DIRECTIONS:
Please continue the article below on Roland Duchatelet's claims about the 2015 Charlton takeover approach, starting after its last sentence.

>> BEGIN TEXT EXTRACT

It’s difficult to know what goes on in Addicks owner Roland Duchatelet’s head at the best of times, but even more bizarre than usual to find him referencing this writer, former Charlton chief executive Peter Varney and ex-chairman Derek Chappell over a 2015 takeover approach in an official website message headed “updates on takeover and 2019/20”. It’s useful, nonetheless, because it provides a timely reminder not to believe a word that Duchatelet says.
“It is debatable whether the first candidate for buying the club, who was pushed, with the very best intentions, by ex-CEO Peter Varney, ex-director Derek Chappell and Rick Everitt (VOV from 29 12 15), the current owner of Ebbsfleet football club, would have been the right fit for Charlton,” Duchatelet writes.
That has nothing to do with 2019, it's simply inserted in an attempt to link Varney, Chappell and me to the current troubles at Ebbsfleet, but the important thing is
that it never happened. It’s a lie - and not just the clumsy implication that I am the owner of Ebbsfleet.
It's a more explicit variation of the same lie that his puppet chief executive Katrien Meire told at the press conference to welcome Russell Slade as manager in the summer of 2016, when she gratuitously inserted the claim that as part of Varney’s 2015 approach he planned to move the club out of The Valley.
By that she meant to Ebbsfleet’s Stonebridge Road, a non-league stadium which could not even accommodate Charlton’s League One season-ticket holders.
Duchatelet never found out who that approach was from because Meire first obstructed the discussions, as shown in the email chain published in VOTV124, and when that was
publicised her patron refused to sign a non-disclosure agreement to enable a face-to-face meeting with the potential buyer to take place.
What hasn’t previously been revealed is that on his own initiative Chappell subsequently travelled to Brussels to meet Duchatelet in an effort to persuade the Belgian
that he was being seriously misled about Varney and what had happened previously at Charlton by then chairman Richard Murray, a situation which he and others believed was damaging the
club.
Where Duchatelet got the idea that the purchaser being lined up was Ebsfleet owner Abdulla Al-Humaidi and whether that came from Murray is unknown, but neither Chappell
nor I were ever aware of the interested party’s identity, so we could never have been involved in pushing for a takeover by Al-Humaidi. And Varney has always been adamant
that it had nothing to do with Ebbsfleet, where he was executive vice-chairman at the time.

>> END TEXT EXTRACT
>> BEGIN LISTED RECORDS

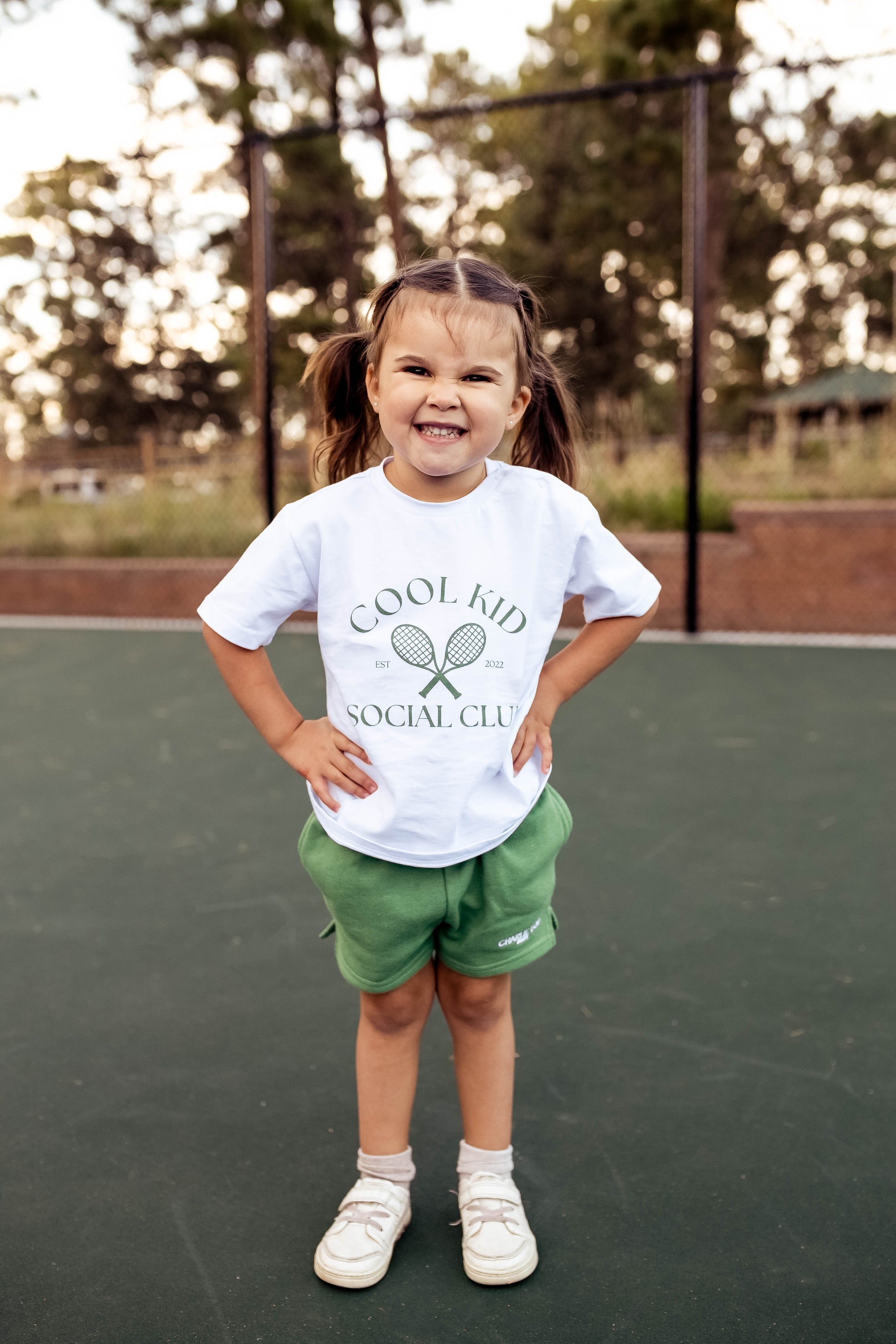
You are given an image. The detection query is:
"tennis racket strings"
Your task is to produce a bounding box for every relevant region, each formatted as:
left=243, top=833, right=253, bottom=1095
left=392, top=623, right=485, bottom=700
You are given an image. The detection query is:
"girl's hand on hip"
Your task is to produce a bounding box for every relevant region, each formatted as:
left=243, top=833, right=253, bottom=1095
left=277, top=718, right=376, bottom=812
left=513, top=696, right=553, bottom=774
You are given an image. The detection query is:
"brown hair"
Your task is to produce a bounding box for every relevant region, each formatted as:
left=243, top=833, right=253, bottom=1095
left=303, top=257, right=579, bottom=485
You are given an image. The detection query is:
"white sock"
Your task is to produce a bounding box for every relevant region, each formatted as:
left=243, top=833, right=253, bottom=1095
left=457, top=1138, right=513, bottom=1176
left=357, top=1148, right=416, bottom=1189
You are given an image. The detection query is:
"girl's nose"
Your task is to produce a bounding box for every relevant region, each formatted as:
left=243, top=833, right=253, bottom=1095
left=426, top=383, right=460, bottom=411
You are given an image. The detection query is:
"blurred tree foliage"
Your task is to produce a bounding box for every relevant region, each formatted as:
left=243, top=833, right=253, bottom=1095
left=0, top=157, right=246, bottom=456
left=95, top=0, right=411, bottom=434
left=408, top=0, right=896, bottom=440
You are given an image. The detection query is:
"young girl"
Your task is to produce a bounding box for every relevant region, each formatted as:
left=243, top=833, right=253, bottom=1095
left=199, top=258, right=660, bottom=1287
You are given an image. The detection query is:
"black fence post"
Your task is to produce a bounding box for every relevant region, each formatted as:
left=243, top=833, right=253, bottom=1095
left=249, top=134, right=277, bottom=523
left=684, top=75, right=707, bottom=634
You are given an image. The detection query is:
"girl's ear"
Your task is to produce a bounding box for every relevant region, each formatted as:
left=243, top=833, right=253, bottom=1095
left=508, top=387, right=532, bottom=425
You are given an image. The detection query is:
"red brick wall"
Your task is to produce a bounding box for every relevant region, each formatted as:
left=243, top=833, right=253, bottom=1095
left=0, top=500, right=896, bottom=634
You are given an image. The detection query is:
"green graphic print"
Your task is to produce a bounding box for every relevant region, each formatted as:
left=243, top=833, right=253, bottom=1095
left=392, top=623, right=485, bottom=700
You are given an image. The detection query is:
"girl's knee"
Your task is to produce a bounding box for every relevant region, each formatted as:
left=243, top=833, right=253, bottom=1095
left=438, top=968, right=511, bottom=1031
left=361, top=974, right=432, bottom=1036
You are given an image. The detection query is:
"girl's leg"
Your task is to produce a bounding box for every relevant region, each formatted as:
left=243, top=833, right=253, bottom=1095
left=355, top=961, right=440, bottom=1156
left=436, top=962, right=514, bottom=1152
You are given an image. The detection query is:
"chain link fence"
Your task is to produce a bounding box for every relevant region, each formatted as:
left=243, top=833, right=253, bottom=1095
left=3, top=58, right=896, bottom=633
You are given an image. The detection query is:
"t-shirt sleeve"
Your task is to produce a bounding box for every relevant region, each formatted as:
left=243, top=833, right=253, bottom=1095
left=199, top=506, right=318, bottom=649
left=565, top=500, right=660, bottom=621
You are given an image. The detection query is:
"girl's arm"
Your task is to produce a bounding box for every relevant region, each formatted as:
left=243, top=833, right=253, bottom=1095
left=203, top=622, right=376, bottom=812
left=513, top=601, right=660, bottom=774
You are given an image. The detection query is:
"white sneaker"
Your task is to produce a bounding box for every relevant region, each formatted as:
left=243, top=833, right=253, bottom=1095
left=458, top=1172, right=539, bottom=1286
left=314, top=1176, right=411, bottom=1287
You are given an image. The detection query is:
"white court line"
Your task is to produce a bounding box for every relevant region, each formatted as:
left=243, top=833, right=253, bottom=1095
left=0, top=614, right=896, bottom=649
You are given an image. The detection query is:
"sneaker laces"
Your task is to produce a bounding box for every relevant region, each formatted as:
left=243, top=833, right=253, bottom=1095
left=337, top=1200, right=388, bottom=1233
left=450, top=1192, right=520, bottom=1227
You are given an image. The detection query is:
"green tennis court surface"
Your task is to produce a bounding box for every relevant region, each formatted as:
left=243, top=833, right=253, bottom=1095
left=0, top=630, right=896, bottom=1344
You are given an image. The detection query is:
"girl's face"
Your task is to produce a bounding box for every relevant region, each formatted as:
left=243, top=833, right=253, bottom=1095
left=367, top=294, right=532, bottom=493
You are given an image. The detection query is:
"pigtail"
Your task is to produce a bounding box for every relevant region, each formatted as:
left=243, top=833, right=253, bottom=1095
left=302, top=332, right=379, bottom=485
left=511, top=285, right=582, bottom=485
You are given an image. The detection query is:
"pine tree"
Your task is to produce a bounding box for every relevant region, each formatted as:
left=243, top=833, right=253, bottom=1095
left=0, top=158, right=244, bottom=456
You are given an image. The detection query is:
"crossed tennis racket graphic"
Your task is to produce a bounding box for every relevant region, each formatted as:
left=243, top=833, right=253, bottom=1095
left=392, top=625, right=485, bottom=700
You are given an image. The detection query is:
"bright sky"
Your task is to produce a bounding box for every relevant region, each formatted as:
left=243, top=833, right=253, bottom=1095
left=0, top=0, right=896, bottom=204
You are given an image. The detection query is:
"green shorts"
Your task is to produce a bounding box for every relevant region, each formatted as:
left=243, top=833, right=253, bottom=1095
left=298, top=785, right=572, bottom=995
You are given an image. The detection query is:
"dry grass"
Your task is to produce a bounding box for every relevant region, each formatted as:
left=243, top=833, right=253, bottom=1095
left=0, top=434, right=896, bottom=556
left=582, top=436, right=896, bottom=532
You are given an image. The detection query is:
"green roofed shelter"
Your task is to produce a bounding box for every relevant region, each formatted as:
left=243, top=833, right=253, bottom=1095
left=750, top=364, right=896, bottom=460
left=754, top=364, right=896, bottom=413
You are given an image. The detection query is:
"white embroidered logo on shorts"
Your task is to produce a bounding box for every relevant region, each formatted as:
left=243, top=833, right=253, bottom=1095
left=498, top=917, right=541, bottom=948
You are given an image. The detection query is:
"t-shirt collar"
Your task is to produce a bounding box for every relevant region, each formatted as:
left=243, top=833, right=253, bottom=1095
left=369, top=457, right=504, bottom=518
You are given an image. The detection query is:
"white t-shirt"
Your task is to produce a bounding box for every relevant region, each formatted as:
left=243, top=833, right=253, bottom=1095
left=199, top=461, right=660, bottom=868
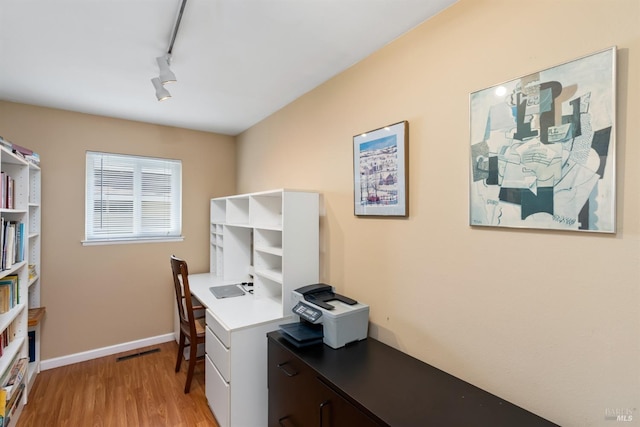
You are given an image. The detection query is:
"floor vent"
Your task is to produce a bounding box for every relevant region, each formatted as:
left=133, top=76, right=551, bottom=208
left=116, top=348, right=160, bottom=362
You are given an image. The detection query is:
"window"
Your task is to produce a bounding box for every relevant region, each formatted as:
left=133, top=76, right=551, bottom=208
left=83, top=151, right=182, bottom=244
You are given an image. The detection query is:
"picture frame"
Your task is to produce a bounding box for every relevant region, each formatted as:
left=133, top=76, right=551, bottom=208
left=469, top=46, right=616, bottom=233
left=353, top=120, right=409, bottom=217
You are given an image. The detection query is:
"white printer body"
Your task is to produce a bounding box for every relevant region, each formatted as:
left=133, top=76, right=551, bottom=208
left=292, top=284, right=369, bottom=348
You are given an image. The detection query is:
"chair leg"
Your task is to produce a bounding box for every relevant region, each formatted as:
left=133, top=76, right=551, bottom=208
left=176, top=331, right=185, bottom=372
left=184, top=340, right=198, bottom=394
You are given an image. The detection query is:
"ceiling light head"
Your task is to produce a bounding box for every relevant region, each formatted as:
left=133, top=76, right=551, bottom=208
left=156, top=55, right=176, bottom=85
left=151, top=77, right=171, bottom=101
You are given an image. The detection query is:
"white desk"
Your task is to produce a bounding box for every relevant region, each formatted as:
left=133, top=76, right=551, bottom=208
left=189, top=273, right=293, bottom=427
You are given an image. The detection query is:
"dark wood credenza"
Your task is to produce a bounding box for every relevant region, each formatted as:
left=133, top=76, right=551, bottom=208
left=267, top=331, right=556, bottom=427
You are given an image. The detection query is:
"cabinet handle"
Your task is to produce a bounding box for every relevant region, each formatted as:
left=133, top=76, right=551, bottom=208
left=278, top=415, right=296, bottom=427
left=277, top=362, right=298, bottom=377
left=320, top=400, right=331, bottom=427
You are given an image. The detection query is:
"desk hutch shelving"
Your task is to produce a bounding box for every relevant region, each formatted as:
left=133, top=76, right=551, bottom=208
left=189, top=190, right=320, bottom=427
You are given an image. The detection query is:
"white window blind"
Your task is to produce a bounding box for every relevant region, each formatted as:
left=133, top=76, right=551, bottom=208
left=85, top=151, right=182, bottom=242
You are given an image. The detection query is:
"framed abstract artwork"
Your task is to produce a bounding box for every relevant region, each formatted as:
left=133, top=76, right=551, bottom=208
left=469, top=47, right=616, bottom=233
left=353, top=121, right=409, bottom=217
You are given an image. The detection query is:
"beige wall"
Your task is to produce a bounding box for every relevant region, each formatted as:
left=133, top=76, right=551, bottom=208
left=0, top=102, right=236, bottom=359
left=238, top=0, right=640, bottom=426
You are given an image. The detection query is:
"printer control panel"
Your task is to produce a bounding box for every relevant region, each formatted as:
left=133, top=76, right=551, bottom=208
left=292, top=302, right=322, bottom=323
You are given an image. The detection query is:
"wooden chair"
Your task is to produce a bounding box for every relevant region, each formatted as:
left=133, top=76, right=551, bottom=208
left=171, top=255, right=205, bottom=393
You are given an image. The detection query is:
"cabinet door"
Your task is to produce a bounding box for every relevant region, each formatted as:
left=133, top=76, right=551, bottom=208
left=268, top=340, right=322, bottom=427
left=318, top=379, right=380, bottom=427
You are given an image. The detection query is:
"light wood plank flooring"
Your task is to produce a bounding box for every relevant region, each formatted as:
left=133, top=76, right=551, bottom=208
left=16, top=342, right=218, bottom=427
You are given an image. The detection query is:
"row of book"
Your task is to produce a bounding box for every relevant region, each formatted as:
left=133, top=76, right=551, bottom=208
left=0, top=356, right=29, bottom=427
left=0, top=322, right=16, bottom=356
left=0, top=172, right=16, bottom=209
left=0, top=136, right=40, bottom=166
left=0, top=274, right=20, bottom=316
left=0, top=217, right=26, bottom=270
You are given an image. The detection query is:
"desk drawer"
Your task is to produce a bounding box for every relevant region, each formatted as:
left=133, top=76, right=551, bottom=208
left=204, top=356, right=231, bottom=427
left=207, top=310, right=231, bottom=348
left=204, top=327, right=231, bottom=382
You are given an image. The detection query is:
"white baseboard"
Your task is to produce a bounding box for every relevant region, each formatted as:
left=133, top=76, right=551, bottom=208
left=40, top=333, right=176, bottom=371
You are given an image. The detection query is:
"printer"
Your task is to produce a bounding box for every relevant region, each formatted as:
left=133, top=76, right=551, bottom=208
left=281, top=283, right=369, bottom=349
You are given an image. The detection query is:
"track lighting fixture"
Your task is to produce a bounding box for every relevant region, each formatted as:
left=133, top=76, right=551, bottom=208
left=151, top=0, right=187, bottom=101
left=151, top=77, right=171, bottom=101
left=156, top=54, right=176, bottom=85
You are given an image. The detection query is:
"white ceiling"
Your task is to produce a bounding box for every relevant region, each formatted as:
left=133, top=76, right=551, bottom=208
left=0, top=0, right=457, bottom=135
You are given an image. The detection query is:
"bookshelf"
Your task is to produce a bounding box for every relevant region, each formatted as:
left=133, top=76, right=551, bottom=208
left=0, top=143, right=44, bottom=426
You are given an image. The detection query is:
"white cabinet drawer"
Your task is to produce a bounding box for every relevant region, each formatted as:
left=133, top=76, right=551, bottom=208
left=207, top=310, right=231, bottom=348
left=204, top=327, right=231, bottom=382
left=204, top=356, right=231, bottom=427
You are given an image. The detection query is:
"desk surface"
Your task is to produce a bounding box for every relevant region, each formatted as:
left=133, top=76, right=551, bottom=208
left=267, top=331, right=556, bottom=427
left=189, top=273, right=283, bottom=331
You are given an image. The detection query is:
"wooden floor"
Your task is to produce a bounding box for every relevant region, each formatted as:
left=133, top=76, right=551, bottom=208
left=16, top=342, right=218, bottom=427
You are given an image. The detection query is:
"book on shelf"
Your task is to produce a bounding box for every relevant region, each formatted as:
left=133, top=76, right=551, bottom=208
left=0, top=274, right=20, bottom=314
left=0, top=222, right=26, bottom=270
left=2, top=357, right=29, bottom=401
left=2, top=221, right=16, bottom=270
left=5, top=175, right=15, bottom=209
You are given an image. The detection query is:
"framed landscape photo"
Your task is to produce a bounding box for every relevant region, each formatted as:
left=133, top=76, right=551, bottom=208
left=469, top=47, right=616, bottom=233
left=353, top=121, right=409, bottom=217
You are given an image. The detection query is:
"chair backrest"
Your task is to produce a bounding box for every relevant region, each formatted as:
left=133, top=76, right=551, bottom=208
left=171, top=255, right=196, bottom=337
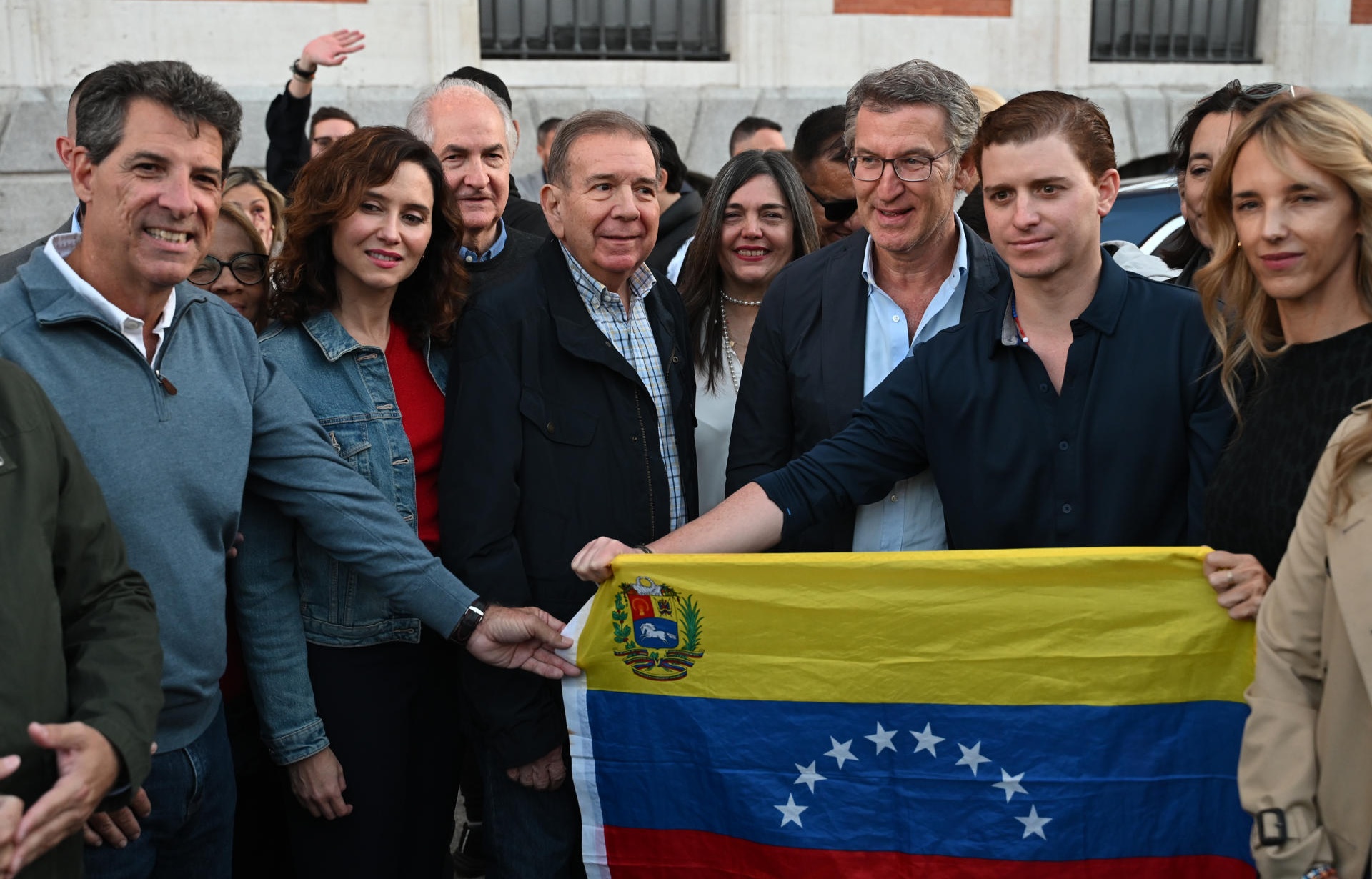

>> END LISTED RECORDS

OUTPUT OF THE TASK:
“The person involved wasn’t even Middle Eastern,” he told me this afternoon. “That it wasn't the Ebbsfleet owner could be proven in court, if necessary, but I didn't even tell my wife who it was."
In 2016 Varney threatened to take legal action against Meire over her claims, but was advised by his lawyer that she could not have damaged his reputation because Charlton fans did not take her seriously.
Chappell is also targeted in the latest statement as one of three loan holders blamed by omission for delaying a takeover of the club following Charlton’s victory at Wembley. The others are his fellow former directors Bob Whitehand and David Sumners. By contrast, Murray, Sir Maurice Hatter, David Hughes and David White are thanked "for their coperation in this process".
This claim was quickly undermined by White, who tweeted: “I don’t understand it. I have had one conversation recently asking if I would be happy to discuss my loan and I
said yes. That is all. I haven’t discussed anything else, been offered anything or agreed anything.”
It should also be noted that the trio not named are between them only owed a total of £2.65m, which does not carry interest and is not repayable outside the Premier
League.
By contrast Voice of The Valley has learned that Duchatelet rejected an approach last season to buy the club for £45m, which would have included settling the £7m total loans at whatever figure was negotiable. It did not involve renting The Valley or the training ground, another claim now being made by the Belgian against unnamed interested parties. Indeed, Duchatelet himself proposed this a few months ago when he demanded the EFL buy the club.
Via his point man Lieven De Turck Duchatelet subsequently named the asking price as £72m. That compares with the £18.6m Duchatelet paid in 2014, based on figures published in the annual accounts, a sum which still sits on the books as debt rolling up interest to the Belgian and consequently adding to the amount he is trying to recoup. It’s hard to see how the relatively minor amount owed to Chappell, Whitehand and Sumners can be a significant obstacle alongside that scale of foolishness.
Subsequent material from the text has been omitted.